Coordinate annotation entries
_ _ _ _ _

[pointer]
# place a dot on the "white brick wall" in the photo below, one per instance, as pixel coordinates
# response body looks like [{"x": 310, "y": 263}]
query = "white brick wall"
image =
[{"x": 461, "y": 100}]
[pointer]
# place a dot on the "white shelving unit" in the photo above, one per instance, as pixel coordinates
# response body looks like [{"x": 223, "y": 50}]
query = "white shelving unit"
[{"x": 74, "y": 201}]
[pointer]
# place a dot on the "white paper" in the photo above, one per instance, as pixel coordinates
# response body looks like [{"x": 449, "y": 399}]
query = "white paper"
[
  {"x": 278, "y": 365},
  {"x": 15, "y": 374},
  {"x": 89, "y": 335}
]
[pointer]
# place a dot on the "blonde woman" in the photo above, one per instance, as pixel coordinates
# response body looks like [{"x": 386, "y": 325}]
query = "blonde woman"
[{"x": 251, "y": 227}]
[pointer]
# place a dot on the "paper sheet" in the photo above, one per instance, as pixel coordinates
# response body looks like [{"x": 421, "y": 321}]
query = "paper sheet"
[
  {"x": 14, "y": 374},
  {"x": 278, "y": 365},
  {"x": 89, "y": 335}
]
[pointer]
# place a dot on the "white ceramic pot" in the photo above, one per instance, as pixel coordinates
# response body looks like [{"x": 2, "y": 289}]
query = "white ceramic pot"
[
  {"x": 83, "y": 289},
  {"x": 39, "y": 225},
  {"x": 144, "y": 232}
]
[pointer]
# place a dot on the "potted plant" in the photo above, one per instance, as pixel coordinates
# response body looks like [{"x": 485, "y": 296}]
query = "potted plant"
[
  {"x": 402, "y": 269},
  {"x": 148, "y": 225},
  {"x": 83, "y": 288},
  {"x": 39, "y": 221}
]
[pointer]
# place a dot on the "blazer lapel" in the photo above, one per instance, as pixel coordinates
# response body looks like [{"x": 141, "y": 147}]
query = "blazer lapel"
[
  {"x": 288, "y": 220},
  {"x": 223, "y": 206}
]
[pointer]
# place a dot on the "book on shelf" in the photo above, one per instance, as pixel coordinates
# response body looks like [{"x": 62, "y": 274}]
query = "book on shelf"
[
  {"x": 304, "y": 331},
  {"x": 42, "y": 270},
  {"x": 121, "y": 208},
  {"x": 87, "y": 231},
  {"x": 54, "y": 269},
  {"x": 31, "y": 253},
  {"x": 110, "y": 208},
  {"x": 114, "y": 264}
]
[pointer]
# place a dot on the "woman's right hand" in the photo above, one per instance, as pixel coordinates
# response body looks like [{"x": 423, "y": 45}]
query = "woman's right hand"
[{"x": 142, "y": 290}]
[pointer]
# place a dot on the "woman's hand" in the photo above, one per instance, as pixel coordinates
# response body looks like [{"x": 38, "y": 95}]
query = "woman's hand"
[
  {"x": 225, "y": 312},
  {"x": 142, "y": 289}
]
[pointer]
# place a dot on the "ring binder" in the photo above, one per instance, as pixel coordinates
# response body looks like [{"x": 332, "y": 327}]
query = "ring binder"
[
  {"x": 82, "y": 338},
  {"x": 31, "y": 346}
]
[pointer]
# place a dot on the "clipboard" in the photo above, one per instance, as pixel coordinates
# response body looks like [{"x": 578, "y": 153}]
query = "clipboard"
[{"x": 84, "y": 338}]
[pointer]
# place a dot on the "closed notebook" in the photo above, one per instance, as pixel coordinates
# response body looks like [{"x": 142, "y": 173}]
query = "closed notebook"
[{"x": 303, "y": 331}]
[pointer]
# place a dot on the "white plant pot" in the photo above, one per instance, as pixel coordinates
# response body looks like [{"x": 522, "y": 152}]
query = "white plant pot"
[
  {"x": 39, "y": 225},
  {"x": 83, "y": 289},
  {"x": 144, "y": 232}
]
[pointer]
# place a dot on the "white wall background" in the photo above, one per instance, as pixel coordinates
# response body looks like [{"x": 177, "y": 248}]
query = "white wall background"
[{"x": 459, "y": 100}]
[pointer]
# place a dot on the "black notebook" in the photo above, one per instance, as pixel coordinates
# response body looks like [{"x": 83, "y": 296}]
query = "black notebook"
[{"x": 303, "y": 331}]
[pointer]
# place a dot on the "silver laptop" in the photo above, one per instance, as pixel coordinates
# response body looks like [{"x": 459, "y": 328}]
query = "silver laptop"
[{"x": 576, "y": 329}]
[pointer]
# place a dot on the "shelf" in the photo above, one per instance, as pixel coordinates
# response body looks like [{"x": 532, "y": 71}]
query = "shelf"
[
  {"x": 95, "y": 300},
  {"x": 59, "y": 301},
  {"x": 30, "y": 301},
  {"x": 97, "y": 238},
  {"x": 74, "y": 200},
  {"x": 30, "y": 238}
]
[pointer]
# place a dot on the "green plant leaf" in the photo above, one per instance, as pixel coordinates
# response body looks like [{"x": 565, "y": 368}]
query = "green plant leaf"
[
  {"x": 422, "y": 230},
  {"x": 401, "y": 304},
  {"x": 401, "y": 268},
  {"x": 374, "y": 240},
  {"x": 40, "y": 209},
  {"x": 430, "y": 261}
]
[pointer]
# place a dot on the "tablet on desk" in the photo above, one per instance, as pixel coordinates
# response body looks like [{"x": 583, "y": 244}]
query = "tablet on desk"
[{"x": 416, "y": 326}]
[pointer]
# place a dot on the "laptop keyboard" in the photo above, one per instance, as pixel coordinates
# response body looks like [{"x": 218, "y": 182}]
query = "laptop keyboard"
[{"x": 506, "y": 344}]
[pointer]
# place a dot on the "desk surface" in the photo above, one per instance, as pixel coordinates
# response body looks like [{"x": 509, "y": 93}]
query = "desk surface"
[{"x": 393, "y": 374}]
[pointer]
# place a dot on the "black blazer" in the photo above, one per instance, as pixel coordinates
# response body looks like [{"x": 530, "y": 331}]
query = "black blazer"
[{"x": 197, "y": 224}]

_ _ _ _ _

_Directions_. Reproduce the material verbatim, line by line.

_Full solution_.
[pointer]
# place a dot on the "white brick wall" in the photo below, one per instance, as pixel coordinates
# response body looks like [{"x": 310, "y": 263}]
query = "white brick wall"
image =
[{"x": 461, "y": 100}]
[pointer]
# place a dot on the "white shelving unit" in the photo above, one per instance, as pixel coordinates
# response body looks like [{"x": 223, "y": 50}]
query = "white shelving unit"
[{"x": 74, "y": 201}]
[pointer]
# place a dot on the "white paper" in the photo above, one per instance, as pixel coordinates
# response body looks like [{"x": 449, "y": 399}]
query = "white paper"
[
  {"x": 278, "y": 365},
  {"x": 15, "y": 374},
  {"x": 89, "y": 335}
]
[pointer]
# place a dot on the "blonde woman" in the photo above, one per instance, as pixel coordinates
# response body looks like [{"x": 386, "y": 325}]
query = "blonde woman"
[{"x": 251, "y": 227}]
[pointer]
# place a dot on the "paper sheet" in the photo above, one per instance, as pixel coordinates
# response body looks like [{"x": 421, "y": 321}]
query = "paper sheet"
[
  {"x": 14, "y": 374},
  {"x": 278, "y": 365},
  {"x": 89, "y": 335}
]
[pointer]
# place a dot on the "white ceramic pot" in the photo above, one per instance, as pixel coordinates
# response body looks like [{"x": 2, "y": 289}]
query = "white ceramic pot"
[
  {"x": 83, "y": 289},
  {"x": 39, "y": 225},
  {"x": 144, "y": 232}
]
[pointer]
# place a dot on the "potted plant" in the photo above, one per instance, as pixel coordinates
# response body looks like [{"x": 485, "y": 296}]
query = "potted plant"
[
  {"x": 402, "y": 269},
  {"x": 148, "y": 225},
  {"x": 83, "y": 288},
  {"x": 39, "y": 221}
]
[pointer]
# place a dot on the "blazer lapel" in the photo above, one per instance, as pixel coordinates
# response body looks like [{"x": 141, "y": 147}]
query = "blazer lapel"
[
  {"x": 288, "y": 220},
  {"x": 223, "y": 206}
]
[pointer]
# place a dot on the "book on shelf" in the photo above, one per instance, as pixel coordinates
# response body looks like [{"x": 62, "y": 274}]
query = "book on shelf"
[
  {"x": 304, "y": 331},
  {"x": 42, "y": 270},
  {"x": 121, "y": 208},
  {"x": 87, "y": 231},
  {"x": 54, "y": 269},
  {"x": 31, "y": 253},
  {"x": 110, "y": 208},
  {"x": 114, "y": 264}
]
[pointer]
# place a dot on the "woman's right hand" in the photo above, one per instance, as pixel coordinates
# response body looks like [{"x": 423, "y": 45}]
query = "woman's right hand"
[{"x": 142, "y": 290}]
[pointer]
# place a dot on the "woman's hand" in the photo above, one per instance, as pixel coordinates
# response body looks like [{"x": 38, "y": 95}]
query = "woman's hand"
[
  {"x": 225, "y": 312},
  {"x": 142, "y": 289}
]
[pointer]
# place a dot on the "ring binder" in the photo above, one per instance, as pixel coordinates
# response body looks like [{"x": 332, "y": 327}]
query = "ring binder"
[
  {"x": 82, "y": 338},
  {"x": 31, "y": 346}
]
[pointer]
# place a dot on the "clipboard" in the photo above, one per instance, as pixel coordinates
# response body looks like [{"x": 578, "y": 153}]
query = "clipboard"
[{"x": 84, "y": 338}]
[pointer]
# place a dot on the "closed notebook" in the photo above, one per instance, as pixel coordinates
# response body looks like [{"x": 142, "y": 173}]
query = "closed notebook"
[{"x": 303, "y": 331}]
[pointer]
# place a dot on the "white plant pot" in the photo above, one per instance, as pixel coordinates
# response body looks like [{"x": 522, "y": 152}]
query = "white plant pot"
[
  {"x": 39, "y": 225},
  {"x": 83, "y": 289},
  {"x": 144, "y": 232}
]
[pointer]
# place a dot on the "white wall background" in the photo above, one per instance, as pixel coordinates
# response body looks like [{"x": 177, "y": 248}]
query = "white wall background"
[{"x": 459, "y": 100}]
[pointer]
# place a dot on the "black notebook" in the photo above, one per instance, as pixel coordinates
# response body looks like [{"x": 83, "y": 296}]
query = "black notebook"
[{"x": 303, "y": 331}]
[pointer]
# place a dot on the "silver laptop" in the photo above, one per instance, as pixel coordinates
# response body looks like [{"x": 459, "y": 328}]
query = "silver laptop"
[{"x": 576, "y": 329}]
[pointer]
# place a dot on the "shelf" in the photo above, one per instance, as pixel coordinates
# response body looks like [{"x": 532, "y": 71}]
query = "shelf"
[
  {"x": 95, "y": 300},
  {"x": 59, "y": 301},
  {"x": 30, "y": 301},
  {"x": 97, "y": 238},
  {"x": 74, "y": 200},
  {"x": 30, "y": 238}
]
[pointer]
# place a dot on the "green plant leaf" in the photo above, one per instance, as pixel coordinates
# response body looks like [{"x": 565, "y": 368}]
query = "green plant leaf"
[
  {"x": 422, "y": 230},
  {"x": 401, "y": 304},
  {"x": 401, "y": 268},
  {"x": 374, "y": 240},
  {"x": 40, "y": 209},
  {"x": 430, "y": 261}
]
[pointer]
# place a dot on the "tablet on desk" in the photo above, one per instance, as pixel coordinates
# response body looks like [{"x": 583, "y": 244}]
query = "tablet on desk"
[{"x": 416, "y": 326}]
[pointer]
# place a dot on the "laptop keyboard" in the photo above, one per instance, as pixel coordinates
# response body looks like [{"x": 218, "y": 182}]
query = "laptop keyboard"
[{"x": 506, "y": 344}]
[pointer]
# place a dot on the "desk surface" in the photo above, one per instance, as pixel coordinates
# response body looks like [{"x": 509, "y": 93}]
query = "desk surface"
[{"x": 393, "y": 374}]
[pointer]
# place a dot on the "black blazer" in the photo above, one per instance, as pixel coordinates
# response body looks like [{"x": 530, "y": 331}]
query = "black blazer"
[{"x": 197, "y": 224}]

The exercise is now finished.